== TASK INSTRUCTIONS ==
Please pick up the notebook below on recoding open-meteo weather codes into custom clusters, and carry it on from its last line.

== READING PASSAGE ==
## Recode weather codes from open-meteo to custom clustering logic

WMO Weather interpretation codes (WW) ([source](https://open-meteo.com/en/docs))

| Code | Description |
|------|-------------|
| 0 | Clear sky |
| 1, 2, 3 | Mainly clear, partly cloudy, and overcast |
| 45, 48 | Fog and depositing rime fog |
| 51, 53, 55 | Drizzle: Light, moderate, and dense intensity |
| 56, 57 | Freezing Drizzle: Light and dense intensity |
| 61, 63, 65 | Rain: Slight, moderate and heavy intensity |
| 66, 67 | Freezing Rain: Light and heavy intensity |
| 71, 73, 75 | Snow fall: Slight, moderate, and heavy intensity |
| 77 | Snow grains |
| 80, 81, 82 | Rain showers: Slight, moderate, and violent |
| 85, 86 | Snow showers slight and heavy |
| 95 * | Thunderstorm: Slight or moderate |
| 96, 99 * | Thunderstorm with slight and heavy hail |

(*) Thunderstorm forecast with hail is only available in Central Europe

In [16]:
import pandas as pd

In [17]:
file_path = 'data/processed/weather_hourly_all_locations_2023.parquet'
weather = pd.read_parquet(file_path)

== DATA LISTING ==
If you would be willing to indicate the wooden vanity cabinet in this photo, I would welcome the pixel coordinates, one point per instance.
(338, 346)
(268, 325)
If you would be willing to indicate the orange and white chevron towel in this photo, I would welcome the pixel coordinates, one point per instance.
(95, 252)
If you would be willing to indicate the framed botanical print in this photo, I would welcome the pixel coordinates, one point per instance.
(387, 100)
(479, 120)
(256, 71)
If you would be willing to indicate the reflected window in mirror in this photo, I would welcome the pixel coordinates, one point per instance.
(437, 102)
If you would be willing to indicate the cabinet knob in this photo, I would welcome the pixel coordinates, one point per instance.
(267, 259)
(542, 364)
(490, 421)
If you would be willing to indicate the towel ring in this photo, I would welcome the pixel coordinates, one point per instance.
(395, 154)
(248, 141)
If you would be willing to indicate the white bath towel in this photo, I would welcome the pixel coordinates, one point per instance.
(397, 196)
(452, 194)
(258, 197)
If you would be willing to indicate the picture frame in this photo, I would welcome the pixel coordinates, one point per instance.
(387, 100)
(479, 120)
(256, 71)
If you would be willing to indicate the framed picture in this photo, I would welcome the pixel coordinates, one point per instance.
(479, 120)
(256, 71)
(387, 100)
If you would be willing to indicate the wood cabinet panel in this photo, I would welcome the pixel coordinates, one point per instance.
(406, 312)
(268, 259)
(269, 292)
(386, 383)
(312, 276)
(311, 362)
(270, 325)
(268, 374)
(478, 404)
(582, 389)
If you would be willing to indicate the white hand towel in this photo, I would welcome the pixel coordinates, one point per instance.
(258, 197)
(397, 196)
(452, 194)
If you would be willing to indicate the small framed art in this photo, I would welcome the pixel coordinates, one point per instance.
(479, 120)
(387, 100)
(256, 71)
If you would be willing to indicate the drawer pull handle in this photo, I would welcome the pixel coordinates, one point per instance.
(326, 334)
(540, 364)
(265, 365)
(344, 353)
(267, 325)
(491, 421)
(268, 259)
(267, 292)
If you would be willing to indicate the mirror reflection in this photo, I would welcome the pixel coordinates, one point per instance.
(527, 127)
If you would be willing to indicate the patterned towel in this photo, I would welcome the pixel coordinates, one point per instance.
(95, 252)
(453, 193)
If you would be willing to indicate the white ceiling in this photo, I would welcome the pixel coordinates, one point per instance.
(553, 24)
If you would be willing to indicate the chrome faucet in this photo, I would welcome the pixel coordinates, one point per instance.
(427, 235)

== EXPECTED ANSWER ==
In [18]:
weather_clusters = {
    "clear_and_cloudy": [0, 1, 2, 3],
    "precipitation": [51, 53, 55, 61, 63, 65, 80, 81, 82],
    "frozen_precipitation": [56, 57, 66, 67, 71, 73, 75, 77, 85, 86],
    "low_visibility": [45, 48],
    "severe_weather": [95, 96, 99]
}

code_to_cluster = {}
for cluster_name, weather_codes in weather_clusters.items():
    for code in weather_codes:
        code_to_cluster[code] = cluster_name

In [19]:
def map_code_to_cluster(code):
    return code_to_cluster.get(code, "Unknown")

weather['weather_cluster'] = weather['weather_code'].map(code_to_cluster)

In [20]:
weather.to_parquet(file_path, index=False, compression='brotli')